Putin, who has spent the past week in China and the Russian far eastern port of Vladivostok, flew to the southern Russian city of Samara, where he met industry specialists and toured the Kuznetsov design bureau aircraft engine manufacturing plant.

Quoted by Russian news agencies, Putin said Russia remained a leading force in the development of the aerospace industry.

"It is important to consistently renew production capacity in terms of engines for booster rockets," the agencies quoted Putin as saying late on Friday.

"And in doing so, we must not only meet our own current and future needs but also move actively on world markets and be successful competitors."

Putin noted Russian success in developing innovations in terms of producing engines, particularly in the energy sector, despite the imposition of sanctions by Western countries linked to Moscow's 2022 invasion of Ukraine.

"In conditions of restrictions from sanctions, we succeeded in a short period of time in developing a series of innovative engines for energy," Putin was quoted as saying. "These are being actively used, including in terms of gas transport infrastructure."

Putin called it "an extremely important theme", particularly for the development of Russian gas exports, including the planned Power of Siberia 2 pipeline under discussion in China this week to bring Russian gas to China.

Putin praised the Power of Siberia 2 pipeline as beneficial to both sides. Russia proposed the route years ago, but the plan has gained urgency as it looks to Beijing as a customer to replace Europe, which is trying to reduce Russian energy supplies since the Russian invasion of its smaller neighbour.

Putin also pointed to the development of the PD-26 aircraft engine, saying it would allow for the development of military transports and wide-bodied passenger planes.

"The development of this project will allow for the modernisation not only of military transport aircraft, but also opens up prospects for construction of a new generation of wide-bodied civil planes," he was quoted as saying.

■ SUPPLIED DATA:
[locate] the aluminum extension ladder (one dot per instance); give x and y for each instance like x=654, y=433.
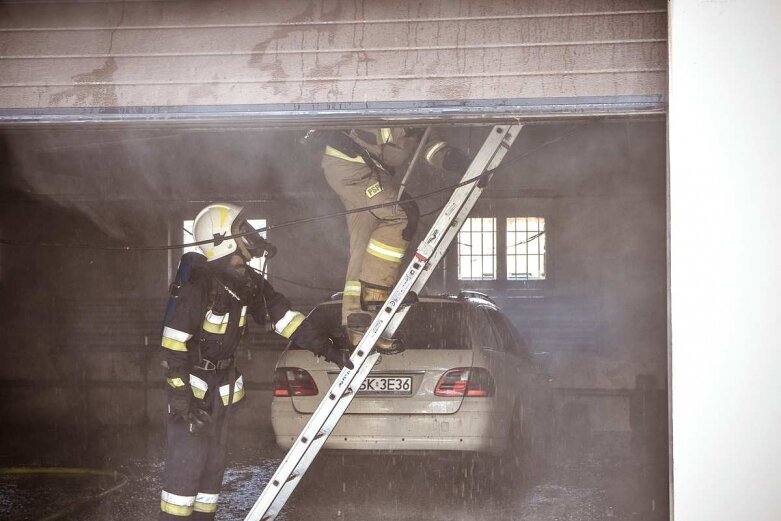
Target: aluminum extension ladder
x=430, y=251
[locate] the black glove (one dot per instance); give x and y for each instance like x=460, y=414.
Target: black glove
x=455, y=161
x=179, y=402
x=199, y=422
x=314, y=337
x=337, y=356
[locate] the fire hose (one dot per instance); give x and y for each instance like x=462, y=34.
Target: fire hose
x=70, y=471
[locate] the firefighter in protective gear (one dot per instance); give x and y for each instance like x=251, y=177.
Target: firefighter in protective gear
x=359, y=165
x=205, y=320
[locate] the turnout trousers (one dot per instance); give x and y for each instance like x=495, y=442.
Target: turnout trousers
x=377, y=238
x=195, y=464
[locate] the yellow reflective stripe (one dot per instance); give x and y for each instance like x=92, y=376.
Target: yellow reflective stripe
x=352, y=288
x=175, y=510
x=204, y=507
x=176, y=505
x=238, y=391
x=288, y=324
x=175, y=382
x=389, y=248
x=175, y=334
x=238, y=395
x=433, y=150
x=292, y=326
x=331, y=151
x=383, y=251
x=173, y=345
x=213, y=318
x=198, y=386
x=217, y=329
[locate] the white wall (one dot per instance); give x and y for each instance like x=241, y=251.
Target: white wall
x=725, y=204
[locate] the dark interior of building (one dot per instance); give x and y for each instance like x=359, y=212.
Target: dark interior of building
x=88, y=211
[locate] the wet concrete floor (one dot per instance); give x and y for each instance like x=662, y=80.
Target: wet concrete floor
x=364, y=487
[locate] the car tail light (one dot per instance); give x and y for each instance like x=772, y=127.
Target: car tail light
x=293, y=381
x=466, y=381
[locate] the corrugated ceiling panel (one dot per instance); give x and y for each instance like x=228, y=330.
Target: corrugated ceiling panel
x=162, y=53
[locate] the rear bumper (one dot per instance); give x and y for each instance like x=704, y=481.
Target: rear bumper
x=471, y=431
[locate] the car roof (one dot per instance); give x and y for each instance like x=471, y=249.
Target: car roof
x=471, y=298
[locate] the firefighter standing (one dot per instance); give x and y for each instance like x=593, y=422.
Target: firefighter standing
x=359, y=165
x=205, y=321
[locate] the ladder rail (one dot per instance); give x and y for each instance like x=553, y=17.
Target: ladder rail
x=343, y=390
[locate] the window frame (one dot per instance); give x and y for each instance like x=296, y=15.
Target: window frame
x=502, y=282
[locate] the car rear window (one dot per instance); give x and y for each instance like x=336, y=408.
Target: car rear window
x=428, y=325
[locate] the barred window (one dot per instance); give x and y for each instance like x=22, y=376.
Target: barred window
x=187, y=237
x=525, y=248
x=477, y=249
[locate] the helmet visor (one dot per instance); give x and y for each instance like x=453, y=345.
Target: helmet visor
x=255, y=244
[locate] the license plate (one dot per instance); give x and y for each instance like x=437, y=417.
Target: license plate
x=393, y=385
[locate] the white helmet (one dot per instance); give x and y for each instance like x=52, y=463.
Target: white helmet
x=215, y=222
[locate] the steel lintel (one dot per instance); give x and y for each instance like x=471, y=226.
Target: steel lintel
x=369, y=113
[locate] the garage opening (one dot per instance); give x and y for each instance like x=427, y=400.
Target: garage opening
x=560, y=271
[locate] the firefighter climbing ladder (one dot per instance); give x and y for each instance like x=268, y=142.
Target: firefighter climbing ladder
x=343, y=390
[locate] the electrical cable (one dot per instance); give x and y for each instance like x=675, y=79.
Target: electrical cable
x=70, y=471
x=296, y=222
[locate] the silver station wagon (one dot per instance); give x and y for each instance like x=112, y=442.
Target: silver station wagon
x=465, y=382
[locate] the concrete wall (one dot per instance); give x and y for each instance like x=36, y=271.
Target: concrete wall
x=164, y=54
x=725, y=244
x=81, y=326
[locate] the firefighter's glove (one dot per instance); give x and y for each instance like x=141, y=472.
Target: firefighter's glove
x=339, y=357
x=199, y=422
x=311, y=336
x=179, y=393
x=179, y=402
x=455, y=161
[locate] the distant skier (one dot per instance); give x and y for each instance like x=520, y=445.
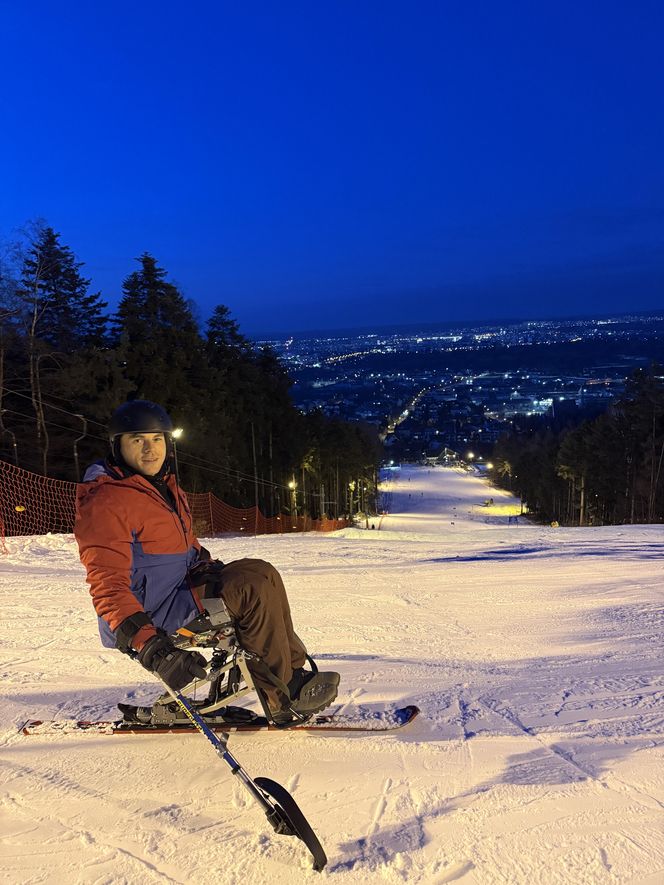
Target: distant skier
x=144, y=565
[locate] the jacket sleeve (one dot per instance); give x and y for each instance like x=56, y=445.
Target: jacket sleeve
x=104, y=535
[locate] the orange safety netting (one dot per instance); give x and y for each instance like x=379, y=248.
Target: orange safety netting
x=35, y=505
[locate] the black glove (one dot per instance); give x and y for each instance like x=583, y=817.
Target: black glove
x=206, y=571
x=176, y=667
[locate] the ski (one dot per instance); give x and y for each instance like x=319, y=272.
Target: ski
x=361, y=720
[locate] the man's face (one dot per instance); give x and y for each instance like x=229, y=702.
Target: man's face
x=144, y=452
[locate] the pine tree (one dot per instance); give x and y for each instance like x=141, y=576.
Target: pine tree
x=60, y=318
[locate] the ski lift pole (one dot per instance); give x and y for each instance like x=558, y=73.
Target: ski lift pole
x=283, y=814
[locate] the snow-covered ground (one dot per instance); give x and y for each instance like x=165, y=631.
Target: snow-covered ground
x=535, y=654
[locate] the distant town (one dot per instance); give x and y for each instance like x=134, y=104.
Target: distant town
x=433, y=391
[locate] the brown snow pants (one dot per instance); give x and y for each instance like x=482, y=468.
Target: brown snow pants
x=256, y=599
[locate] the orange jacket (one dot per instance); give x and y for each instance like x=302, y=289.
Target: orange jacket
x=136, y=549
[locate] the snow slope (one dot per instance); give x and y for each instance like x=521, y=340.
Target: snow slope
x=535, y=654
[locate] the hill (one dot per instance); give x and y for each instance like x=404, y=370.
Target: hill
x=533, y=652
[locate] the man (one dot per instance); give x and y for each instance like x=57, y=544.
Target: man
x=143, y=562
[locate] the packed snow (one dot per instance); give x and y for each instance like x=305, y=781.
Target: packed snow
x=534, y=653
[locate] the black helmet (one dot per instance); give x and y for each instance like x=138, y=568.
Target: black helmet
x=138, y=416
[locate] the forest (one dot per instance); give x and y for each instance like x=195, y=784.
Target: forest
x=66, y=362
x=604, y=471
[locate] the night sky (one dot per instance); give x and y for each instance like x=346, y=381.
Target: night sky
x=316, y=166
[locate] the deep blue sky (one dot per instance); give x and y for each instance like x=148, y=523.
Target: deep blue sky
x=331, y=165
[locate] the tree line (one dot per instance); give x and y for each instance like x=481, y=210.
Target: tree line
x=66, y=363
x=604, y=471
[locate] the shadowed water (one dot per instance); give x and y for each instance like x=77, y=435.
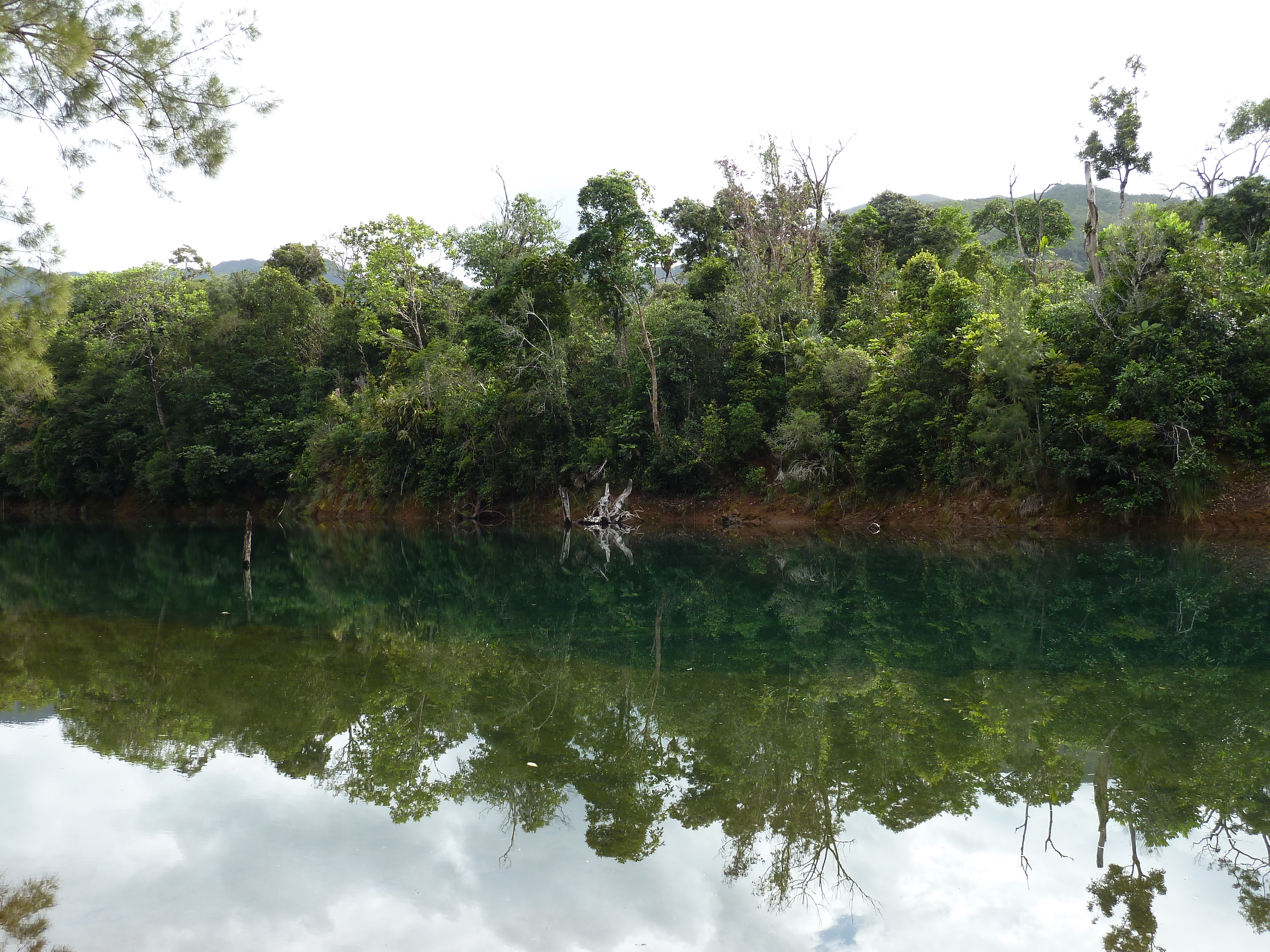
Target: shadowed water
x=500, y=741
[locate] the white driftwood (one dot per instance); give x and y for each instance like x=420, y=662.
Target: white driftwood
x=610, y=513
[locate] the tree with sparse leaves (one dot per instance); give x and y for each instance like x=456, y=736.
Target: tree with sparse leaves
x=1118, y=109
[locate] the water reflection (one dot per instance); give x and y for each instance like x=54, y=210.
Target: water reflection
x=770, y=692
x=23, y=921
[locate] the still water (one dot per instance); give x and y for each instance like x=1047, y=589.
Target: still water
x=498, y=742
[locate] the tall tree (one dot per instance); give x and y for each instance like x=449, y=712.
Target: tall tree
x=70, y=65
x=617, y=238
x=1250, y=126
x=1029, y=227
x=1118, y=109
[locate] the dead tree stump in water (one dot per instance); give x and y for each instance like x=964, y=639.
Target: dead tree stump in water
x=247, y=544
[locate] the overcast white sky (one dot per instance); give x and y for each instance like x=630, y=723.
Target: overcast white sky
x=407, y=107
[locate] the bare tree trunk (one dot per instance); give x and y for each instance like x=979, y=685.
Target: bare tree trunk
x=1100, y=802
x=1019, y=237
x=651, y=360
x=157, y=389
x=1092, y=227
x=247, y=544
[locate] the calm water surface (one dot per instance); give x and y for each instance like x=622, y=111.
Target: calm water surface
x=488, y=742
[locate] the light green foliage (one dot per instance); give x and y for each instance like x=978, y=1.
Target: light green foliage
x=1123, y=155
x=1250, y=128
x=617, y=239
x=916, y=281
x=404, y=298
x=1043, y=224
x=699, y=229
x=883, y=351
x=495, y=248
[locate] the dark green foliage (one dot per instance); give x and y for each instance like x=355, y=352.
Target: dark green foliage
x=887, y=350
x=1243, y=214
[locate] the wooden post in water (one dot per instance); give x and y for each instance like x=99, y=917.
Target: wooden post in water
x=247, y=544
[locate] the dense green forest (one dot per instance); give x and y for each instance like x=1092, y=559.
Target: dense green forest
x=756, y=340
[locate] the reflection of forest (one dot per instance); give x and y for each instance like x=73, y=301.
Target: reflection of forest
x=773, y=691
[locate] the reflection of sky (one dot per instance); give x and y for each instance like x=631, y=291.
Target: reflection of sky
x=239, y=857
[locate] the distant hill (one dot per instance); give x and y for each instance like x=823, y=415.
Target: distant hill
x=1074, y=201
x=247, y=265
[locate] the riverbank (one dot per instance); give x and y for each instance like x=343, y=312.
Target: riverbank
x=1240, y=510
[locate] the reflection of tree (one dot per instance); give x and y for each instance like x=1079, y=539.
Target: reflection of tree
x=1230, y=842
x=1136, y=892
x=773, y=692
x=22, y=916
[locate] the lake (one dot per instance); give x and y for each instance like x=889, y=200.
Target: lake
x=502, y=741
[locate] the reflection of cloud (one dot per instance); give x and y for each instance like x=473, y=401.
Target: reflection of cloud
x=21, y=714
x=841, y=935
x=241, y=857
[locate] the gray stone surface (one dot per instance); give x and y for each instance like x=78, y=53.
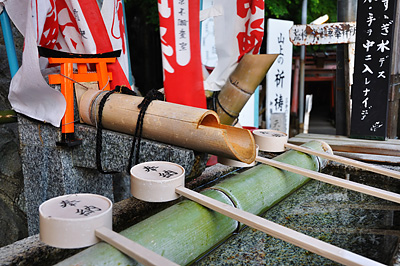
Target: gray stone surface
x=31, y=251
x=13, y=224
x=50, y=170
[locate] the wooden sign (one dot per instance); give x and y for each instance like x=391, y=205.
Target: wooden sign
x=279, y=76
x=372, y=71
x=329, y=33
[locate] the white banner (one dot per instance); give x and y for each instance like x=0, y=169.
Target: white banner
x=279, y=76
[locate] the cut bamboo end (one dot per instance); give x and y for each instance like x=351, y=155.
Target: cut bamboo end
x=236, y=163
x=70, y=221
x=270, y=140
x=251, y=70
x=241, y=84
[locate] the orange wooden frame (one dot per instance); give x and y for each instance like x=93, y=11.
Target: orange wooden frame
x=67, y=77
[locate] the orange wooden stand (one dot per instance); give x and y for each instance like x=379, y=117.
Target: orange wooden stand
x=67, y=77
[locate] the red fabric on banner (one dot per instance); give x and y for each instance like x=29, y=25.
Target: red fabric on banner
x=180, y=39
x=95, y=22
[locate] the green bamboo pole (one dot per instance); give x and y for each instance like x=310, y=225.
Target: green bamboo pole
x=8, y=116
x=187, y=230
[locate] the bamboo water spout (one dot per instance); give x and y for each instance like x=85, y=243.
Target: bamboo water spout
x=185, y=126
x=241, y=85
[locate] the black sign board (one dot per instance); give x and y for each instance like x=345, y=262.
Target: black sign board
x=372, y=70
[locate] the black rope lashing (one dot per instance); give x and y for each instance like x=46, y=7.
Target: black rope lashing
x=99, y=134
x=150, y=96
x=217, y=102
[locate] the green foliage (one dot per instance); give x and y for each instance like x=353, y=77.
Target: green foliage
x=291, y=9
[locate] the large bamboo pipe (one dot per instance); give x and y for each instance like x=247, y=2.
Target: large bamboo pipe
x=241, y=84
x=187, y=230
x=185, y=126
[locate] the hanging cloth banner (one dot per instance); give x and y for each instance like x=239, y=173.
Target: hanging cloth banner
x=180, y=44
x=66, y=25
x=238, y=31
x=113, y=17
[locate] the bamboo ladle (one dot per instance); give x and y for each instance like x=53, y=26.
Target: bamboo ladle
x=275, y=141
x=164, y=181
x=80, y=220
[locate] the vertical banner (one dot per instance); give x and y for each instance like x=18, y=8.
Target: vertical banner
x=180, y=44
x=209, y=56
x=372, y=70
x=279, y=76
x=239, y=29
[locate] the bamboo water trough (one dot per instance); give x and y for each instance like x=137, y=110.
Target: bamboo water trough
x=80, y=220
x=231, y=143
x=232, y=201
x=160, y=189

■ STATED PROBLEM: Copy word for word the part of the passage about Putin's visit to the Samara engine plant, starting with "Quoted by Russian" and going on through "invasion of Ukraine.".

■ OUTPUT:
Quoted by Russian news agencies, Putin said Russia remained a leading force in the development of the aerospace industry.

"It is important to consistently renew production capacity in terms of engines for booster rockets," the agencies quoted Putin as saying late on Friday.

"And in doing so, we must not only meet our own current and future needs but also move actively on world markets and be successful competitors."

Putin noted Russian success in developing innovations in terms of producing engines, particularly in the energy sector, despite the imposition of sanctions by Western countries linked to Moscow's 2022 invasion of Ukraine.